[Opening Passage provided section]
What is the Meaning of Suffering?

In my early twenties, I’ve had some former friends I once worked for tell me that if you plead the blood of Jesus, God will protect you from any potential problems or hardships you may have and will bless you immensely with prosperity. Upon hearing this, I recited this form of prayer almost every day for about a month, until one day I accidentally rear-ended my pickup truck into another vehicle on my way home from work.

Prior to the accident, I had decided to quit working for these friends due to a combination of personality differences and what turned into an emotionally abusive working environment. Because I had walked away so abruptly, they withheld my paycheque as a way of punishing me for leaving them. Admittedly, I had been living somewhat carelessly around that time, and I was flat-broke after my truck was written off. But after explaining to them what had happened with my accident, I was met with merciless condemnation. Rather than asking whether I was doing okay, their response was that I needed to reconcile with God and I had deserved what had happened to me.

I had severed ties with these people after a prolonged process of back-an-fourth bickering, but I can’t help feeling tremendously sorry for people who have such an outlook on life. It made me wonder, how can anyone who call themselves Christians willfully lack so much empathy in response to someone else’s misfortune? Forgiveness has never been my strongest quality, and dealing with such treatment from people I once thought I could trust as godly friends has almost made me consider atheism. But one thing I did learn from this experience, among many others, was that a person’s personal theology determines their way of thinking – which usually translates outwardly in how they live their lives and treat others.

Although pleading the blood of Jesus is a charismatic method of prayer that isn’t explicitly mentioned in the Bible, I see nothing intrinsically wrong with this practice. However, what doesn’t sit well with me is when prayer becomes an inherently selfish tool intended to manipulate God as though He were some kind of genie who grants us wishes. This type of theology, in my own perspective, seems to lead people to become so inwardly focused that they become numb to the feelings and needs of others, place more value on acquiring material wealth and act as though everyone else’s existence revolves around serving them. This, among other reasons, is why I’ve grown to find postmodern, Americanized Christianity (in particular, Prosperity Theology), so repulsive.

It’s not uncommon to hear the phrase, ‘God wants us to be happy,’ but is that actually true? What if what makes us happy turns out to be harmful to ourselves and others? What comes as a shock to many who pray for such things like money, good health, companionship or general happiness is when life goes sideways and they receive the opposite of what they asked for. Situations like these can cause people to become discouraged and easily question their beliefs. C.S. Lewis once quoted in God in the Dock,

“I didn’t go to religion to make me happy. I always knew a bottle of Port would do that. If you want a religion to make you feel really comfortable, I certainly don’t recommend Christianity.”

With all the corruption, abuse, murder, rape, violence, disease and death that happens throughout the world, it can be extremely difficult for people to imagine how a God of love can allow for such things to happen. Some Evangelical friends of mine who used to be involved in international ministries used to tell me how seeing all the injustice and suffering in underdeveloped countries made them question their belief in the existence of God. Mother Teresa, who lived and served among the poor in India throughout her life, was especially no stranger to experiencing such darkness.
[Closing Passage provided section]
[Opening Material shown section]
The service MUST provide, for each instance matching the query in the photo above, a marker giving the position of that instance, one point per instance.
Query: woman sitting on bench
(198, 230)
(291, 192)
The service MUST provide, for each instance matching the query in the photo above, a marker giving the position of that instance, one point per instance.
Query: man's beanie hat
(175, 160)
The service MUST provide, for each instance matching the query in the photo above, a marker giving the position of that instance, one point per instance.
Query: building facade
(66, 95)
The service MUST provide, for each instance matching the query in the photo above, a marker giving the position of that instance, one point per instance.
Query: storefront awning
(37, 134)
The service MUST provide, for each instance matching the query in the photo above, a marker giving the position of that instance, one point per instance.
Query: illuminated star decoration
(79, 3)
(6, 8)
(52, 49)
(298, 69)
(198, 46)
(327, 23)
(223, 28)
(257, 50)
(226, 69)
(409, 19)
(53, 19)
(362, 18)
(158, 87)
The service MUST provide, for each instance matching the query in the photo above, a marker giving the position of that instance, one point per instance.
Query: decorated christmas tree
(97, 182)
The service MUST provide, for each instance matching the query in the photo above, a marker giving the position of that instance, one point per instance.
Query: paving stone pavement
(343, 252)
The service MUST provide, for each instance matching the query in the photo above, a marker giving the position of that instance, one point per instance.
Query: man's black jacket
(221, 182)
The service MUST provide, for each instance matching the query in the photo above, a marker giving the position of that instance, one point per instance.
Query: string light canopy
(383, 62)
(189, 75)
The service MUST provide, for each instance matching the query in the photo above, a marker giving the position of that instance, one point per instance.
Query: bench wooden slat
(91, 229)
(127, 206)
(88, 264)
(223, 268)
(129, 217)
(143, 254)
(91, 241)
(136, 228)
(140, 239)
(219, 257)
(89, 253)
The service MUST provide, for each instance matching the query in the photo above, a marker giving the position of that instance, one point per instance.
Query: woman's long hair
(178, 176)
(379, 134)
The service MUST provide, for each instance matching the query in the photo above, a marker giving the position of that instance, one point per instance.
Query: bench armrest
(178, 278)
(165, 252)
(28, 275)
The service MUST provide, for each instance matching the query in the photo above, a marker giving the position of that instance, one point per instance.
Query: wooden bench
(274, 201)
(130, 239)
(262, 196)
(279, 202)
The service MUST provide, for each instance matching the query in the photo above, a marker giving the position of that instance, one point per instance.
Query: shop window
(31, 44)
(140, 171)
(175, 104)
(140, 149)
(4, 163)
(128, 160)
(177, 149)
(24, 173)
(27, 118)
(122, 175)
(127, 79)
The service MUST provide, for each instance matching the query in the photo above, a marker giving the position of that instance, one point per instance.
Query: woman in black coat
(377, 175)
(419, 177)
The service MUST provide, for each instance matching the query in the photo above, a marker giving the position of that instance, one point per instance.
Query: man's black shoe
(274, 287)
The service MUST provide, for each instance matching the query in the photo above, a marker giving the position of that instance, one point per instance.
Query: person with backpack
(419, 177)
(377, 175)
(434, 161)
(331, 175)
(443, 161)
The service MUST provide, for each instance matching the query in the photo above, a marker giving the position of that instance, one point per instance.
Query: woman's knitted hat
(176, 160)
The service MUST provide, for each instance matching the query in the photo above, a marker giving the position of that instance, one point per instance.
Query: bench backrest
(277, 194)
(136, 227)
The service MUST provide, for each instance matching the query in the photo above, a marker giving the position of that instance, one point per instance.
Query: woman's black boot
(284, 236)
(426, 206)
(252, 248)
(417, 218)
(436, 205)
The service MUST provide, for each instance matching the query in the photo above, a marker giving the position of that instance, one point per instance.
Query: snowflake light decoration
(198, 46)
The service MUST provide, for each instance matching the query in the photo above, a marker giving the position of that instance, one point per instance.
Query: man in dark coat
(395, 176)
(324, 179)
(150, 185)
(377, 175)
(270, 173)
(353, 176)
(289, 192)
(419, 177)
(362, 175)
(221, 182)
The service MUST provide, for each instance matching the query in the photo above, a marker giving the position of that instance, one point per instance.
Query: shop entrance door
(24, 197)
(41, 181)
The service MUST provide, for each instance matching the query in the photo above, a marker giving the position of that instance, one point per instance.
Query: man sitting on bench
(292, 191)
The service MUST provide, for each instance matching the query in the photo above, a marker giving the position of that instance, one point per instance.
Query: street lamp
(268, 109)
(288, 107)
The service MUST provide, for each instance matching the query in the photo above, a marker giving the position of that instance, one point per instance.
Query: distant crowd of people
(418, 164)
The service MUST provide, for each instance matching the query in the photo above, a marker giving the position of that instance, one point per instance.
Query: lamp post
[Closing Material shown section]
- Task requirements -
1. List every wrong or misfortune the essay on suffering names in its sentence about what happens throughout the world.
2. Write out the part of the essay on suffering starting with "I had severed" and going on through "and treat others.".
The records play no part in what follows.

- Answers to each task -
1. corruption, abuse, murder, rape, violence, disease, death

2.
I had severed ties with these people after a prolonged process of back-an-fourth bickering, but I can’t help feeling tremendously sorry for people who have such an outlook on life. It made me wonder, how can anyone who call themselves Christians willfully lack so much empathy in response to someone else’s misfortune? Forgiveness has never been my strongest quality, and dealing with such treatment from people I once thought I could trust as godly friends has almost made me consider atheism. But one thing I did learn from this experience, among many others, was that a person’s personal theology determines their way of thinking – which usually translates outwardly in how they live their lives and treat others.